*Task statement*. Repeat the data in full and exactly. Leave the pictures out.
═══ Data provided ═══
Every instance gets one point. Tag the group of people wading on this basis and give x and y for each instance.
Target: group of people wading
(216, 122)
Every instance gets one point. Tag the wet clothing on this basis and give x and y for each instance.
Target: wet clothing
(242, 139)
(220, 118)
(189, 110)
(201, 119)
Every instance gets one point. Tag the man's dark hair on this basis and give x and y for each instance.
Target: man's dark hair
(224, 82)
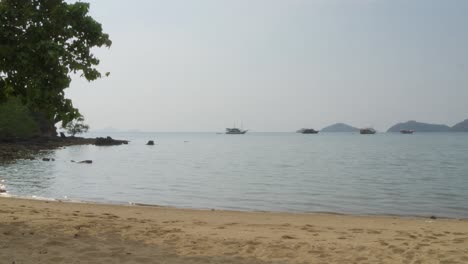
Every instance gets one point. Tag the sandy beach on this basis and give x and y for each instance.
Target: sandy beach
(33, 231)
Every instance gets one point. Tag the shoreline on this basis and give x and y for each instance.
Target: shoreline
(130, 204)
(16, 149)
(35, 231)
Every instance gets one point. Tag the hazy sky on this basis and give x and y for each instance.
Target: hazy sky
(277, 65)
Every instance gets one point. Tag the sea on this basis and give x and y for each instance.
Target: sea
(423, 174)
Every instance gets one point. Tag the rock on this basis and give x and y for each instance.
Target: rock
(419, 127)
(83, 161)
(108, 141)
(340, 127)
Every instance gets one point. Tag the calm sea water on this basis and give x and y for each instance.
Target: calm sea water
(420, 174)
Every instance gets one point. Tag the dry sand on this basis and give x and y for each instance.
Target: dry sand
(58, 232)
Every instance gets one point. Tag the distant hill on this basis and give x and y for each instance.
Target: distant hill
(419, 127)
(339, 127)
(460, 127)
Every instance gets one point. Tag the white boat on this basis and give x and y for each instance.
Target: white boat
(235, 131)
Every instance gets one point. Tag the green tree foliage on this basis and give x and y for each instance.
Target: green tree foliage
(77, 127)
(16, 120)
(42, 43)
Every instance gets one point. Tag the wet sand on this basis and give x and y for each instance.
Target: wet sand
(57, 232)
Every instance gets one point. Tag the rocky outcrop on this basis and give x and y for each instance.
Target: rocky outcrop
(419, 127)
(339, 127)
(108, 141)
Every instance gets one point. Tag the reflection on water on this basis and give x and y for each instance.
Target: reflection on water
(420, 174)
═══
*Response area*.
Every instance gets one point. Tag the group of people wading on this basis and give x and y for each instance.
Target: group of people wading
(216, 122)
Every instance gets one point. Tag the wet clothing on this basis and give x and y for each instance.
Target: wet clothing
(242, 139)
(220, 118)
(189, 110)
(201, 119)
Every instance gets one point. Tag the man's dark hair on this basis and give x and y for each instance.
Target: man's dark hair
(224, 82)
Every instance gets one point. Tag the sandy beach on this basis and give x and y for each instance.
Target: sandy beach
(33, 231)
Every instance gets one point. Tag the shoreline on this basis and give x and y for each instance.
Target: shoreline
(130, 204)
(16, 149)
(35, 231)
Every instance gets one point. Tag the hazy sky on this basis and give x and y for each instance.
Target: hazy sky
(277, 65)
Every instance gets one point. Tag the sea on this basis and give x and y for each instance.
Target: sea
(423, 174)
Every instance gets one point. Tag the rock on this basis and give x and y for each instance.
Target: rock
(419, 127)
(83, 161)
(108, 141)
(340, 127)
Every instance gets one point. Tag the calm sea water on this basis and give x and y for each instance.
Target: calm sea water
(420, 174)
Every instance gets one point. Tag the dry sand on this basis and give x and y for each instance.
Target: dry sand
(58, 232)
Every instance gets one point. Tag the distant hill on this basis and give x and y for each instance.
Target: distant hill
(419, 127)
(339, 127)
(460, 127)
Every instance gets one point. Tag the white boat on this basis and give x and y for each instance.
Target: white boat
(235, 131)
Every instance gets one point. Tag the green tree foliage on this basis and give x and y for each instance.
Target: green tree foliage
(77, 127)
(16, 120)
(42, 43)
Every instance gets one point. Tag the wet sand on this basis and give x and y for each instance.
Target: wet sand
(57, 232)
Every instance gets one point. Tag the rocky outcrop on this basis and give x and y for each instance.
Target: rocky outcrop
(419, 127)
(339, 127)
(108, 141)
Every instance gets one point. Tag the reflection on water on this basis and give x and y for each instance.
Target: reflection on water
(420, 174)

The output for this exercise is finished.